_Passage provided_
#####

Posted on February 25, 2019
With Sen. Bernie Sanders (I-Vt.) leading the polls in New Hampshire and with President Trump’s ratings stuck in the low 40s, it’s entirely plausible that a socialist could make a serious run for the White House in 2020.

Sanders calls himself a socialist, so I don’t mean that pejoratively.

Socialism is increasingly popular among Democrats. A Gallup poll last year showed that 57 percent of polled Democrats have a positive view of socialism while only 45 percent have a positive view of capitalism.

Republicans need to be more precise when it comes to the definition of socialism. Over the years, they have called everything that the Democrats have proposed socialist, so much so that the charge has essentially lost all meaning.

Social Security is not socialism. It’s a social insurance program modeled loosely on Otto Von Bismarck’s program enacted in Germany in 1889.

Medicare is not socialism, although plenty of Republicans, some of whom are still alive, tried to label it so. Medicare doesn’t have the state control the means of production. It too is a social insurance program aimed at helping old people get older.

The 40-hour work week is not socialism, nor is it the product of socialists. It was Ford Motor Company that first went to the 40-hour work week in 1914 and saw its profits soar. Nor are child labor laws, nor food safety regulations, nor environmental protections.

All of these were necessary tweaks to a world that was rapidly changing from agrarian to industrial in the 19th and 20th century.
Of course, capitalism is not a flawless ideology. Indeed, it is not an ideology at all. And that is its greatest strength.

Those who pray at the altar of the free-market are directing their prayers to the wrong place. It is unlikely that God is a capitalist. Nor is God a socialist.

#####

_Recorded data_

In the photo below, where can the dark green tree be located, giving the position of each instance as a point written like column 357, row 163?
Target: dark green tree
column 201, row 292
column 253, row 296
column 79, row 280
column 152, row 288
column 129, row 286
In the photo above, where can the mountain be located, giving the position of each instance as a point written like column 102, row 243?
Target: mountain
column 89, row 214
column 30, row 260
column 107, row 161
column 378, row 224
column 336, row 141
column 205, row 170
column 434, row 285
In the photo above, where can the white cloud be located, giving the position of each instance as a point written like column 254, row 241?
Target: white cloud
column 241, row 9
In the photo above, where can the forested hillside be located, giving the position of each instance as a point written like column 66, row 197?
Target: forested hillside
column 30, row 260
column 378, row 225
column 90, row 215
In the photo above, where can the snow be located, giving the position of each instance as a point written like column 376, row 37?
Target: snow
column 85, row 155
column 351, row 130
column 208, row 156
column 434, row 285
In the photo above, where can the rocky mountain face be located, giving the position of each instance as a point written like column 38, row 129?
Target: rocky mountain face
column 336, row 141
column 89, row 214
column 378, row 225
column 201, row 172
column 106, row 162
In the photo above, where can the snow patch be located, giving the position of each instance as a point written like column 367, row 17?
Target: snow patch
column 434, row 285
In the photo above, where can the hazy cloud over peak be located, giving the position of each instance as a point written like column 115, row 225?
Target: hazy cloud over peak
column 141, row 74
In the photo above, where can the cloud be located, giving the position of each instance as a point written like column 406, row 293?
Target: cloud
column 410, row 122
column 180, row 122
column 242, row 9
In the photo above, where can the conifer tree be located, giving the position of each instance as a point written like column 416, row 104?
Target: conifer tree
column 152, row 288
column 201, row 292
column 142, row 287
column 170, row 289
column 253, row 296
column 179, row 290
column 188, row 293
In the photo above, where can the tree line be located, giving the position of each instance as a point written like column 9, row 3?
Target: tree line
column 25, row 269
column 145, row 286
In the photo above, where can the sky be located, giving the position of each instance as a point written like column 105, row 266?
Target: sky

#####

_Task item_
Reproduce word for word the portion of the socialism passage above that begins with the words containing "Republicans need to" and ends with "Germany in 1889.".

_Output_
Republicans need to be more precise when it comes to the definition of socialism. Over the years, they have called everything that the Democrats have proposed socialist, so much so that the charge has essentially lost all meaning.

Social Security is not socialism. It’s a social insurance program modeled loosely on Otto Von Bismarck’s program enacted in Germany in 1889.